#### LIST OF TASKS
1: Decide whether each statement agrees with the account of Geoffrey Ward's honor below. Answer yes or no, and quote the words from that account that settle it. (a) Sam Sifton emceed the event. (b) Ken Burns accepted the engraved Tiffany crystal. (c) The honoree is described as the author and co-author of 12 books.
2: Pick up the account of Geoffrey Ward's honor below at the point where it ends, and keep writing it.

#### SOURCE EXTRACT
With that in mind, New York Times Food Editor Sam Sifton, who emceed the event, reminded the audience: “The fuel of New York philanthropy is alcohol!” before turning the podium over to Worsdale for the auction.

Once fundraising chores were complete, it was time to honor the author and co-author of 18 books, more than a dozen documentary scripts and former editor of American Heritage magazine.

“My work with Geoffrey Ward has been the most significant collaboration of my professional life,” famed documentary filmmaker Ken Burns said by way of introduction. “To know him is to know me.”

Accepting the engraved Tiffany crystal, Ward spoke eloquently of how sites such as Green-Wood have the power to bring visitors closer to the past: “It’s important to get historians to understand the importance of this place,” he told the audience.

#### DATASET EXTRACT
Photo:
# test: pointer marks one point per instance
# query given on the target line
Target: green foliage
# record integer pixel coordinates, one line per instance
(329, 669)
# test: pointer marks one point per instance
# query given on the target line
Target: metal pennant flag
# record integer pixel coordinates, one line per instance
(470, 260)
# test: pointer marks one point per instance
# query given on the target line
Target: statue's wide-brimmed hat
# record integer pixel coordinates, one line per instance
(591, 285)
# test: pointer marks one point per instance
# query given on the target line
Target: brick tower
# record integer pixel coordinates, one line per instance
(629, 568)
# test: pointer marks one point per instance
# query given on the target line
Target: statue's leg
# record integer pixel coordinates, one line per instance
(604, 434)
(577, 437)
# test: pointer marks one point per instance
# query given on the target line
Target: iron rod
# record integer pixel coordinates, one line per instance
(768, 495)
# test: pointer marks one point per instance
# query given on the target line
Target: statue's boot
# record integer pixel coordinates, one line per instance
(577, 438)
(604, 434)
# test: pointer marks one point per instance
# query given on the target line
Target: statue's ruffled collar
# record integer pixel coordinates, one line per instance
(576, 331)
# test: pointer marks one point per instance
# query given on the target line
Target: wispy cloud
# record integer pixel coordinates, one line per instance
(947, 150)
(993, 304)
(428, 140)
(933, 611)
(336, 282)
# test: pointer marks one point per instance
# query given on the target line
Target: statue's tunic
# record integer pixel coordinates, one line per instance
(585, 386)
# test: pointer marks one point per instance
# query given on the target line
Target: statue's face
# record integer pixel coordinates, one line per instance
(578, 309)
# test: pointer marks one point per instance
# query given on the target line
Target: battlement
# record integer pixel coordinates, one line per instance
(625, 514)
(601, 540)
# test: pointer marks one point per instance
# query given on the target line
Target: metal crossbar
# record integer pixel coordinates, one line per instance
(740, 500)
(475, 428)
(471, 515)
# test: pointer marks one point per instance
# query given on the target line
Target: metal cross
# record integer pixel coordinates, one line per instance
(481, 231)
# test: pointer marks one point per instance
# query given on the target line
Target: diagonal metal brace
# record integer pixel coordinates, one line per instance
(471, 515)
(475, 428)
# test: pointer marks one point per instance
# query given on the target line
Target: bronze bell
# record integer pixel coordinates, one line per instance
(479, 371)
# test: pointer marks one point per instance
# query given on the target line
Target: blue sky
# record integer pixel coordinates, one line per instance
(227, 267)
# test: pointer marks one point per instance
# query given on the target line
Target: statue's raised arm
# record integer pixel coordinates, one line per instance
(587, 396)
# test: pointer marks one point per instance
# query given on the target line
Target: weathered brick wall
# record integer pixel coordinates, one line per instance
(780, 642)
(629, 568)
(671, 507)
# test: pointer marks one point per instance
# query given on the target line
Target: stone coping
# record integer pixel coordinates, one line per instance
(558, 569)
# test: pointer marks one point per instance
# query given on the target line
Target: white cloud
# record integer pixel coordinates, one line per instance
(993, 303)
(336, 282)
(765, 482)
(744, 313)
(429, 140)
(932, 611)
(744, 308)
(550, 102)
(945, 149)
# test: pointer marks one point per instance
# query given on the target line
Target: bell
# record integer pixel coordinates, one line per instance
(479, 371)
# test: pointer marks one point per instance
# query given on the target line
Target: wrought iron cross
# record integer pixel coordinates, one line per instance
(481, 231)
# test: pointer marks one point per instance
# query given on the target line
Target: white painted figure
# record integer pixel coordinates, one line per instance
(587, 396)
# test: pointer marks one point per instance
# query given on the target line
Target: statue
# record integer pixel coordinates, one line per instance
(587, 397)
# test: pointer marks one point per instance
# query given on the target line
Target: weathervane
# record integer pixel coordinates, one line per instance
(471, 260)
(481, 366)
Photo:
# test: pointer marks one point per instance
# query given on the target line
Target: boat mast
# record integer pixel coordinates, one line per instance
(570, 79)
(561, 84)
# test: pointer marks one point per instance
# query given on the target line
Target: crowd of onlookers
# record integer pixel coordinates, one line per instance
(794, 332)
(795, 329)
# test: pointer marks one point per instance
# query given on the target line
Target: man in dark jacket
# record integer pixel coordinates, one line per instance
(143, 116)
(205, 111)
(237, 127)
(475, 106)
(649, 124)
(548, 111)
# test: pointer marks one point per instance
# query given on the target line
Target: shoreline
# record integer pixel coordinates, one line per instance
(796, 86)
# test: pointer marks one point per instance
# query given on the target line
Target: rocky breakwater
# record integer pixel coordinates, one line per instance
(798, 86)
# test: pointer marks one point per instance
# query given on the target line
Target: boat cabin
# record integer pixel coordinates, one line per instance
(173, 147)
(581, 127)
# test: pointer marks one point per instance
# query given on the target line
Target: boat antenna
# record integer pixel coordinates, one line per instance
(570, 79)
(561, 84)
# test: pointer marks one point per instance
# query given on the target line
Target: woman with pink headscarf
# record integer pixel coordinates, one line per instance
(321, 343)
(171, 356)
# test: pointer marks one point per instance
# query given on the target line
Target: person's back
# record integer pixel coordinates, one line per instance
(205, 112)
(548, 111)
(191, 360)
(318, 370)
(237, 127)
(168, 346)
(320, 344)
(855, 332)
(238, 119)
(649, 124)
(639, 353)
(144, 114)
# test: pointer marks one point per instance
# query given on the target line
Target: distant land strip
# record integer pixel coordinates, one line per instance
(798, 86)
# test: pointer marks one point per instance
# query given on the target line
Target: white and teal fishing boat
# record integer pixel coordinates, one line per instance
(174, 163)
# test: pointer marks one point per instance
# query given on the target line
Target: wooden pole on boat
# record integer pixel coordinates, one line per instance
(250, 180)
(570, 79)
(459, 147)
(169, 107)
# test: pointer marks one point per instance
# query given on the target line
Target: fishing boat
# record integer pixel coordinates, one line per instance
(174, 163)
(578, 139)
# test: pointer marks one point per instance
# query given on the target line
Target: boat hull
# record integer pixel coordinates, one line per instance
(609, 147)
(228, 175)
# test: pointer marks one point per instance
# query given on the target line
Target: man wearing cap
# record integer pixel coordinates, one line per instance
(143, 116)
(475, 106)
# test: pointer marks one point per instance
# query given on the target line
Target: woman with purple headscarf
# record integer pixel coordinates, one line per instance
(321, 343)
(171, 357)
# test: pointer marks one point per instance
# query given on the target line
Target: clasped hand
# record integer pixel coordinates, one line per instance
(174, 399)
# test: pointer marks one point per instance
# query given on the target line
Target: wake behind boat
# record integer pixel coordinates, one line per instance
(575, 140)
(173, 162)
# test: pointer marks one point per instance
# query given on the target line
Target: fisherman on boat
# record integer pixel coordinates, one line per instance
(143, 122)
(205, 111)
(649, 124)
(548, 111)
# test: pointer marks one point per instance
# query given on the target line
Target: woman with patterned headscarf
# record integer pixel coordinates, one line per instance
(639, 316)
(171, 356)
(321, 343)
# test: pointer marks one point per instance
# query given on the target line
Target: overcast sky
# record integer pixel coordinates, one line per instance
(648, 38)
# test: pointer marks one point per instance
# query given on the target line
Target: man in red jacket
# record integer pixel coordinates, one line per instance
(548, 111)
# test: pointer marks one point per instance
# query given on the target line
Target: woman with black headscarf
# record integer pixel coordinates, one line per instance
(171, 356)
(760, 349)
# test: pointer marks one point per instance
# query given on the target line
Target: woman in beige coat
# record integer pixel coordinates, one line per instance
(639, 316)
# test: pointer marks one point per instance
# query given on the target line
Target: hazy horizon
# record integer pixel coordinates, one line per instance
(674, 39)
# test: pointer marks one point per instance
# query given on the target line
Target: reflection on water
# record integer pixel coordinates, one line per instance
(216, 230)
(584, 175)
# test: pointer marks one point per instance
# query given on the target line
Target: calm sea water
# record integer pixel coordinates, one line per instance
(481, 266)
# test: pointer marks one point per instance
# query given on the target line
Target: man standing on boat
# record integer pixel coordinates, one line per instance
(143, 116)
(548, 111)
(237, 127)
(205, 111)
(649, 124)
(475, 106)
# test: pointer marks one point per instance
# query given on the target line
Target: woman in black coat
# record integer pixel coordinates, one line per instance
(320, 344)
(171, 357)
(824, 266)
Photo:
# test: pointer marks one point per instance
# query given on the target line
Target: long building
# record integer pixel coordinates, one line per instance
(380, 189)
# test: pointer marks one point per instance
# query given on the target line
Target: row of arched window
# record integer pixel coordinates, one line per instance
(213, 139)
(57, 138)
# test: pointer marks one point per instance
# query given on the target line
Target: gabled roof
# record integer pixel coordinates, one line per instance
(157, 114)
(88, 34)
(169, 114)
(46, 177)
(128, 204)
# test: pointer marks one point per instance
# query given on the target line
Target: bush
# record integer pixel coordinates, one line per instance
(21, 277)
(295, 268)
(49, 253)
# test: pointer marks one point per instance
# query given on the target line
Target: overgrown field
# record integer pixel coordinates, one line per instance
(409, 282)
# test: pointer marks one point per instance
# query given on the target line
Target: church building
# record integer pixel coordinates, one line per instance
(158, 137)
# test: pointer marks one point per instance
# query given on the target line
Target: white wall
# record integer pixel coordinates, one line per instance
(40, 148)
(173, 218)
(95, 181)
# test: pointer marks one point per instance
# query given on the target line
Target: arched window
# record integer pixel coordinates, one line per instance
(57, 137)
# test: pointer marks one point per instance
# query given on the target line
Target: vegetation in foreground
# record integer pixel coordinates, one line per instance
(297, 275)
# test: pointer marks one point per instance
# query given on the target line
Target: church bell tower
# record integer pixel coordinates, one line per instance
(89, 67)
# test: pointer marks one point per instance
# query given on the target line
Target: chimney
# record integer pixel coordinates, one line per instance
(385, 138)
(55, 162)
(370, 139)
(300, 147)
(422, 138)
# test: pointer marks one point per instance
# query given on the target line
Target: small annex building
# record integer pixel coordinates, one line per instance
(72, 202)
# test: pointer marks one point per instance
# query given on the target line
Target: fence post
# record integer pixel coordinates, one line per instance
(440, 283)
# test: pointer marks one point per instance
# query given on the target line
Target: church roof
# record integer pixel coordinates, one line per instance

#### REPLIES
1:
(a) Yes: "New York Times Food Editor Sam Sifton, who emceed the event"
(b) No: "Accepting the engraved Tiffany crystal, Ward spoke eloquently"
(c) No: "the author and co-author of 18 books"

2:
“We have a lot going for us,” Moylan said later.

Certainly Green-Wood has long since joined the ranks of Paris’ Pere Lachaise and New Orleans’ St. Louis No. 1 as a significant tourist destination. Recent online editions of Newsday, Trip Advisor, Time-Out NY and Hello Brooklyn all list Green-Wood Cemetery as a must-see for visitors to the borough.

City Councilmember for the 38th District Carlos Menchaca summed up the Green-Wood Historic Trust’s mission: “It’s beyond the brick and mortar; it’s the hearts and minds!”